+++ Data supplied +++

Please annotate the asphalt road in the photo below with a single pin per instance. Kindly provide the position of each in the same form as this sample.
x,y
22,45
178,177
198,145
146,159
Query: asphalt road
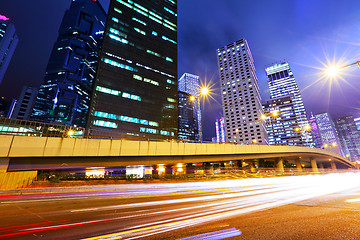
x,y
301,207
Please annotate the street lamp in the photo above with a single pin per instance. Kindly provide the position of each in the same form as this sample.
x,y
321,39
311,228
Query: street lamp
x,y
203,92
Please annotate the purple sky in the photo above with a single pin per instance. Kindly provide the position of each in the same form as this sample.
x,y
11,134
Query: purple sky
x,y
304,32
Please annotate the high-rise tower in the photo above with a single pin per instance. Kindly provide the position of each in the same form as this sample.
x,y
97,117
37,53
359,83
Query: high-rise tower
x,y
136,82
282,83
190,84
8,42
64,96
241,99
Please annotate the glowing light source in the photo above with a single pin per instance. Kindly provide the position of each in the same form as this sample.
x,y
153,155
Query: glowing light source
x,y
332,71
2,17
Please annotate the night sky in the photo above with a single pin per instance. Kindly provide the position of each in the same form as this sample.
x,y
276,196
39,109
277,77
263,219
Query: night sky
x,y
306,33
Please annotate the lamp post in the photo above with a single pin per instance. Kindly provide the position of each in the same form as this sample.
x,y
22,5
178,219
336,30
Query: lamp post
x,y
202,92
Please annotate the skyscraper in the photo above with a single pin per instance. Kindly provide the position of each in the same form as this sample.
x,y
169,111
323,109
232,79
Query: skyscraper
x,y
65,94
328,133
241,99
281,122
350,136
220,130
315,132
8,42
136,82
282,83
188,128
25,103
190,84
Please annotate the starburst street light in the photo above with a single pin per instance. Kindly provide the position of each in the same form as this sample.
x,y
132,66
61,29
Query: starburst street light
x,y
203,91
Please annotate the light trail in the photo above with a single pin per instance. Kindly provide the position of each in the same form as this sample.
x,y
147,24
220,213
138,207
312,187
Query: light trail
x,y
213,201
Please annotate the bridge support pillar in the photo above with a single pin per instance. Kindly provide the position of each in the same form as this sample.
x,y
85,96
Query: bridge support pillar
x,y
298,164
333,166
314,165
4,164
279,165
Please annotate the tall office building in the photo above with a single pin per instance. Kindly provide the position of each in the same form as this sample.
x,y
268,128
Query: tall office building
x,y
357,123
282,83
8,42
188,129
281,122
136,82
220,130
241,99
315,132
64,96
328,133
25,103
190,84
350,136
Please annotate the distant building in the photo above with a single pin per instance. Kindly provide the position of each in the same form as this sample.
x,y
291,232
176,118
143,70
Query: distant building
x,y
357,123
241,100
8,42
315,132
220,130
282,83
188,129
189,83
350,136
25,103
281,122
328,133
136,82
64,97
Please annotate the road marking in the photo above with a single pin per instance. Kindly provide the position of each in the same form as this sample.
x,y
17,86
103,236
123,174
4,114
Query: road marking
x,y
84,210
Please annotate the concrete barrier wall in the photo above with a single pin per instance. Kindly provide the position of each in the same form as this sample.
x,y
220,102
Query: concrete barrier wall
x,y
13,180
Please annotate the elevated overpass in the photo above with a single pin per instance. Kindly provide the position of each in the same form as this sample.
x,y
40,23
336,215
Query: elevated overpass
x,y
23,153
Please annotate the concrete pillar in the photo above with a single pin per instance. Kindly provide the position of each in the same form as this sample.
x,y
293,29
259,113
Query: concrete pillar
x,y
279,165
333,166
298,164
314,165
4,164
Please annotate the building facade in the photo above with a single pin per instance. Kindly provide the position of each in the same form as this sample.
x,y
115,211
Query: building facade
x,y
25,103
8,43
136,83
328,133
190,84
349,137
188,128
282,83
281,122
315,132
241,99
64,97
220,130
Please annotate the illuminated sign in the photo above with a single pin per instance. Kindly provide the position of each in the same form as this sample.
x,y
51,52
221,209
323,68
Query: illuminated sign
x,y
2,17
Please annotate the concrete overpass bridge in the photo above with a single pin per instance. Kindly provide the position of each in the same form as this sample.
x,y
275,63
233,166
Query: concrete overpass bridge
x,y
23,153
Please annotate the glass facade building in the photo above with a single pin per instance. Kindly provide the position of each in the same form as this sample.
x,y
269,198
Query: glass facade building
x,y
190,84
282,83
328,133
220,130
281,122
349,136
64,97
188,128
241,98
136,83
8,43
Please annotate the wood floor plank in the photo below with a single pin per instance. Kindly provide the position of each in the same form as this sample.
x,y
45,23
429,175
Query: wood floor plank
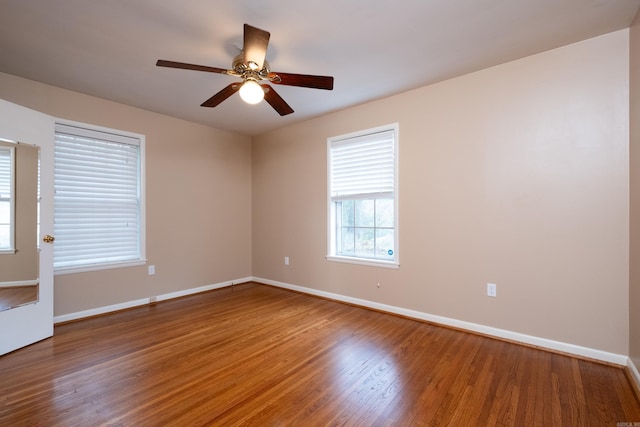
x,y
257,355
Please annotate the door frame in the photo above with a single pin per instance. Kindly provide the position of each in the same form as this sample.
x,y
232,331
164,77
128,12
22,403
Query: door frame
x,y
24,325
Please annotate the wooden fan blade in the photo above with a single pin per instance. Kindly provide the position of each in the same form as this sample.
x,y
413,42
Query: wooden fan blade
x,y
222,95
276,101
303,80
255,46
184,66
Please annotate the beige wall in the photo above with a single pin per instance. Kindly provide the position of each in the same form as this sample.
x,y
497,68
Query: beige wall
x,y
634,254
198,200
516,175
23,265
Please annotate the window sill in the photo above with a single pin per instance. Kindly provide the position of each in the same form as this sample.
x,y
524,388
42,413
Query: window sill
x,y
364,261
97,267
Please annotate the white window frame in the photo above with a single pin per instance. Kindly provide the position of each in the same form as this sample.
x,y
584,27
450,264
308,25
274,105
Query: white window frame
x,y
11,249
123,136
331,210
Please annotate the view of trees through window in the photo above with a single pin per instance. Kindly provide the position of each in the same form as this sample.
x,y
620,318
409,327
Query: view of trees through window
x,y
366,228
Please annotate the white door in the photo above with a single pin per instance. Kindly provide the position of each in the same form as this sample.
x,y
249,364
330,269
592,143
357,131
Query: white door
x,y
29,322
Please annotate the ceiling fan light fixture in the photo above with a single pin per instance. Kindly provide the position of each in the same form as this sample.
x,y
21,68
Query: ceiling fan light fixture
x,y
251,92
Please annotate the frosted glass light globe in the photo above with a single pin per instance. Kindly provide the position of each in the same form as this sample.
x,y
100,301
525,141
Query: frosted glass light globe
x,y
251,92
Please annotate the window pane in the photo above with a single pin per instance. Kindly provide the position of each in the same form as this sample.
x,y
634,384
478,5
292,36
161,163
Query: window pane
x,y
4,236
365,213
346,244
365,243
384,213
384,243
348,215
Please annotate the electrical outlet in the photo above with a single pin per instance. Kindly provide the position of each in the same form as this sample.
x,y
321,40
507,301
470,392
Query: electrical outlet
x,y
491,290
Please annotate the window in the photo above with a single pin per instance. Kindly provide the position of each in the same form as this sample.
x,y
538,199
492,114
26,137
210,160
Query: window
x,y
6,199
363,225
98,199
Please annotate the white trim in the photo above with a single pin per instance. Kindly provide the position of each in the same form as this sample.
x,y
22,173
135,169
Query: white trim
x,y
635,375
144,301
544,343
587,352
331,244
97,267
363,261
19,283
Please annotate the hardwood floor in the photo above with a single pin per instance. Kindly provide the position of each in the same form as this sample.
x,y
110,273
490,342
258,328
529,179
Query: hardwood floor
x,y
258,355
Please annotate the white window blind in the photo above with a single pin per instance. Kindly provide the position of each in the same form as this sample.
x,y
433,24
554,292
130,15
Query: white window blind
x,y
97,198
6,196
362,212
363,166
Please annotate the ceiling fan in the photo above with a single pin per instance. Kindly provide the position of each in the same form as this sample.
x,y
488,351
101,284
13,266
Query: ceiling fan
x,y
252,67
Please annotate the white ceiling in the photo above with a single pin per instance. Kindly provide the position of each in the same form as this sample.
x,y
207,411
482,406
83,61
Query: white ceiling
x,y
373,48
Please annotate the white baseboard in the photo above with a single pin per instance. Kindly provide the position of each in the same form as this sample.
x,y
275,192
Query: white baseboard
x,y
586,352
143,301
590,353
634,373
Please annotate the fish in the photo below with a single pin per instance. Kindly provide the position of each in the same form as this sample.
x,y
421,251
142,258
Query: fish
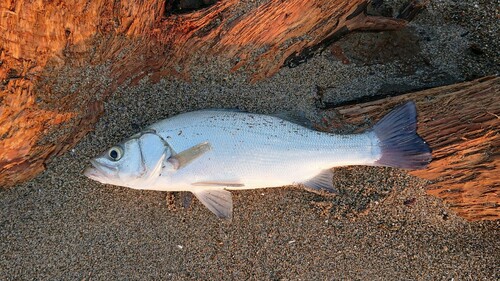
x,y
211,152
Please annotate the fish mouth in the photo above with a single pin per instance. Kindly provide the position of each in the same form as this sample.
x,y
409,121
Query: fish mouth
x,y
99,171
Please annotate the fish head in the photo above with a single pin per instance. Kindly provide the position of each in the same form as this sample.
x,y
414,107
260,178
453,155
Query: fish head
x,y
135,162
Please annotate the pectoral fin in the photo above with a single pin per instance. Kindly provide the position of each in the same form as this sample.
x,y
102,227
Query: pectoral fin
x,y
322,182
187,156
219,201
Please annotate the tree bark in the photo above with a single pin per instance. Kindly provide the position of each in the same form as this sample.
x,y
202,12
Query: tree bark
x,y
461,124
59,60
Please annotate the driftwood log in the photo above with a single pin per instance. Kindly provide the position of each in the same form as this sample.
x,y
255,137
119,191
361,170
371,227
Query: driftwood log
x,y
461,123
59,60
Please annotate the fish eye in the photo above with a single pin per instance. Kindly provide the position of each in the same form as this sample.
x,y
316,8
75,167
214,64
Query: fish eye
x,y
115,153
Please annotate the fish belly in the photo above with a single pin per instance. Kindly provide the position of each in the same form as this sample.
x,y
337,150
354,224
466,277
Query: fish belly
x,y
257,151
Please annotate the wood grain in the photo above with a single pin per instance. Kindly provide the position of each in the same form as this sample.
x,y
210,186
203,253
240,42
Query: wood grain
x,y
461,123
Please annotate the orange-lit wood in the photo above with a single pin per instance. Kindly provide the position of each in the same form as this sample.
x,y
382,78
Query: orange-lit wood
x,y
59,60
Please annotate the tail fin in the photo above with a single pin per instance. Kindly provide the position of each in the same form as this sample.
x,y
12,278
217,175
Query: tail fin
x,y
400,145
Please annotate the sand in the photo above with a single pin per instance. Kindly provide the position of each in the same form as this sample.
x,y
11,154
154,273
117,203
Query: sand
x,y
381,226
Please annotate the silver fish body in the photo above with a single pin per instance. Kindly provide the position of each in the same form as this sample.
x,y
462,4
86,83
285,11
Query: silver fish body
x,y
211,151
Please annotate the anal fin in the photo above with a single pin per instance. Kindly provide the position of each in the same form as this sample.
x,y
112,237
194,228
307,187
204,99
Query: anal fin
x,y
218,201
321,183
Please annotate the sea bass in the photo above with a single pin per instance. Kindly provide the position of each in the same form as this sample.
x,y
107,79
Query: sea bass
x,y
209,152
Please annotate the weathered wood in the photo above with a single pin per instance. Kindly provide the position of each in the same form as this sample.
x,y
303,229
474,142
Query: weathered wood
x,y
461,123
59,60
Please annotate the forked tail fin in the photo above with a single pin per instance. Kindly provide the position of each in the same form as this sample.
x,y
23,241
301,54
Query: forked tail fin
x,y
400,145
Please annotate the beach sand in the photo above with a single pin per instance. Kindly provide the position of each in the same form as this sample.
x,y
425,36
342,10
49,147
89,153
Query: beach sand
x,y
380,226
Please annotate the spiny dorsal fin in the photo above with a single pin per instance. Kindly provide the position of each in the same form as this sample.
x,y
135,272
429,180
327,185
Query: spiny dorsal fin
x,y
295,117
218,201
189,155
322,182
216,183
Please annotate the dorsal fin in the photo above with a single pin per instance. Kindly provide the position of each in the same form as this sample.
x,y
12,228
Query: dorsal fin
x,y
296,117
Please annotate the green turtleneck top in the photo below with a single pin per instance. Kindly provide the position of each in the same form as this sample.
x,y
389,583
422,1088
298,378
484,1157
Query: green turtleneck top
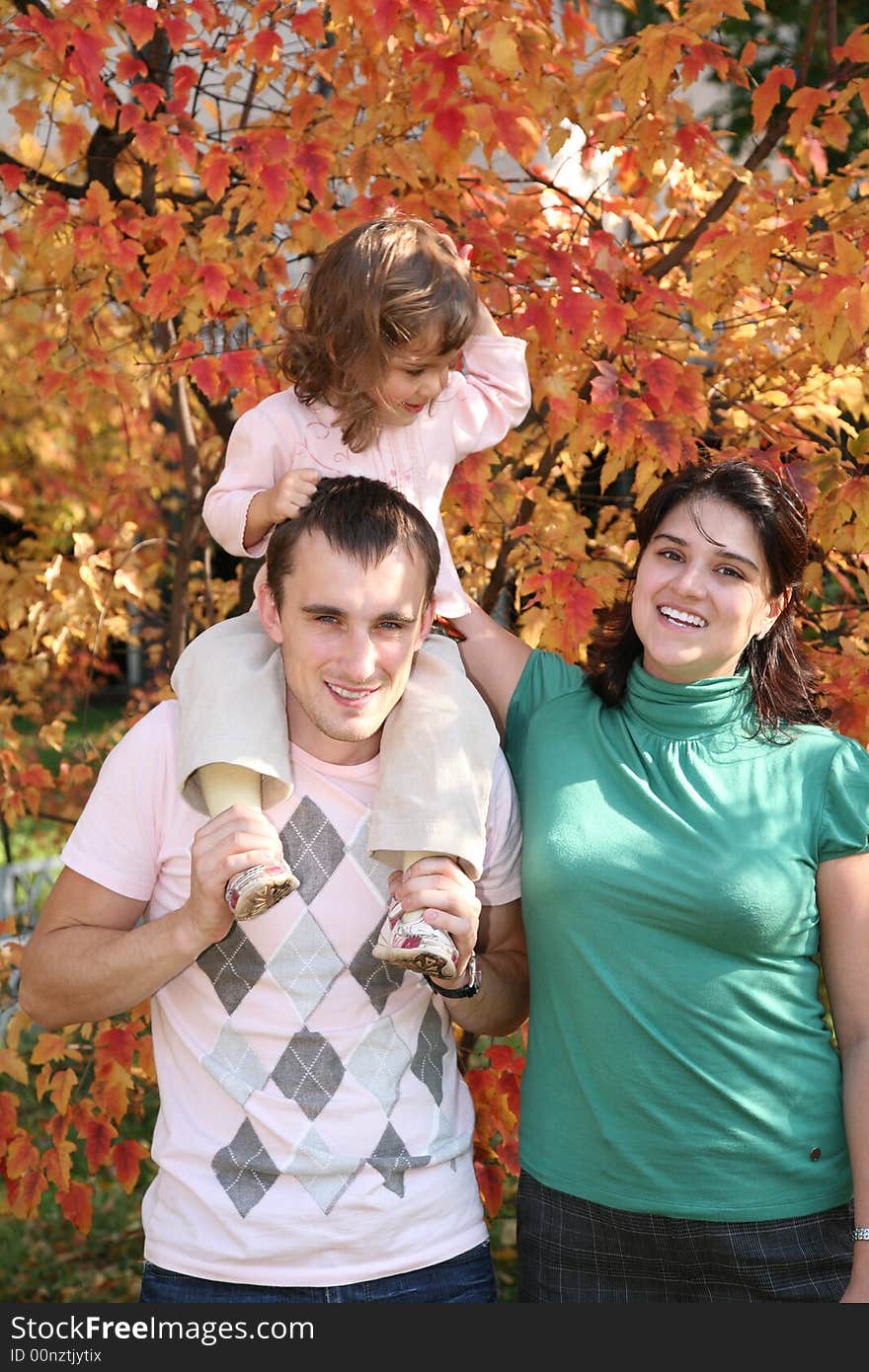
x,y
678,1059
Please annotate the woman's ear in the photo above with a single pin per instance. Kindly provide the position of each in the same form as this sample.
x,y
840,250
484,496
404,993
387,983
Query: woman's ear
x,y
776,607
270,614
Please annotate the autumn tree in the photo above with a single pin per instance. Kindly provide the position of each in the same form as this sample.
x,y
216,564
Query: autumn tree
x,y
171,168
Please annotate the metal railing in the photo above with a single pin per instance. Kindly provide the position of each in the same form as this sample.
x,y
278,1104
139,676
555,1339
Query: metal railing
x,y
24,886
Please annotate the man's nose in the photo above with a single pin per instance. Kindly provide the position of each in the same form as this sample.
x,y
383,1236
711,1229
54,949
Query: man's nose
x,y
358,657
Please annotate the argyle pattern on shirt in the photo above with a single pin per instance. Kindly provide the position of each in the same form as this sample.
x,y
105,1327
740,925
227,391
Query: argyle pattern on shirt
x,y
348,1037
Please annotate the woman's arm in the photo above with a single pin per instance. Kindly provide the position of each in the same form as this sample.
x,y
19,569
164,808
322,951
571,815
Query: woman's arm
x,y
843,904
493,658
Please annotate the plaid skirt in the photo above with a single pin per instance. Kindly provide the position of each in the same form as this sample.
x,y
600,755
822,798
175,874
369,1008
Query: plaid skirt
x,y
576,1252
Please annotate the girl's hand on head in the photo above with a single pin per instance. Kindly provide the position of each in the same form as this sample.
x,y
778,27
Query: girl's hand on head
x,y
292,493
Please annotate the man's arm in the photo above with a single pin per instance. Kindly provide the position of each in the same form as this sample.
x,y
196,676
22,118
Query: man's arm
x,y
88,957
502,1003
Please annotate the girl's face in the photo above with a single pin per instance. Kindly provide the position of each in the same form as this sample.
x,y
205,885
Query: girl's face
x,y
414,379
702,593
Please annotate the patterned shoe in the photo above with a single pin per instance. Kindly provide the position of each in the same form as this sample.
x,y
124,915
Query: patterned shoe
x,y
257,889
415,945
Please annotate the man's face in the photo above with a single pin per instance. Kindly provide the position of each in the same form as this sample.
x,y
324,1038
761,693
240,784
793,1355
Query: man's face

+++

Given request —
Take every line from the one containing "Please annotate the plaid" to the end of the listing and output it exactly, with nothing else.

Worked answer —
Please annotate the plaid skirt in the photo above with a single pin per instance. Kindly provide the position of each in the same form as this sample.
x,y
600,755
822,798
175,874
369,1008
Query: plaid skirt
x,y
576,1252
Please annotate the girl's hand on head in the photo above with a single pin per instance. Kindly provide the position of each in the same form as this sample.
x,y
778,27
Query: girl's hand on head
x,y
292,493
Please annotate the man's arm in the photo above with a single pin per instance. Kindly provide the position of each in the same form as this sample.
x,y
196,676
22,118
Query: man's arm
x,y
88,957
502,1003
Please annotate the girl's face in the photo above with a single pin per instance. Kindly provide the position of each in the same form as this sample.
x,y
205,885
Query: girl's face
x,y
414,379
702,593
Please annotate the patterned shoe in the photo above with a single pin per instance. Kindly provide the position of each in the same form as this sample.
x,y
124,915
Query: patterned shoe
x,y
257,889
415,945
Please annotate the man's face in the photo above with a single pin per instance. Kindly provide the position of each in the same form as this sample.
x,y
324,1038
761,693
240,784
793,1355
Query: man's face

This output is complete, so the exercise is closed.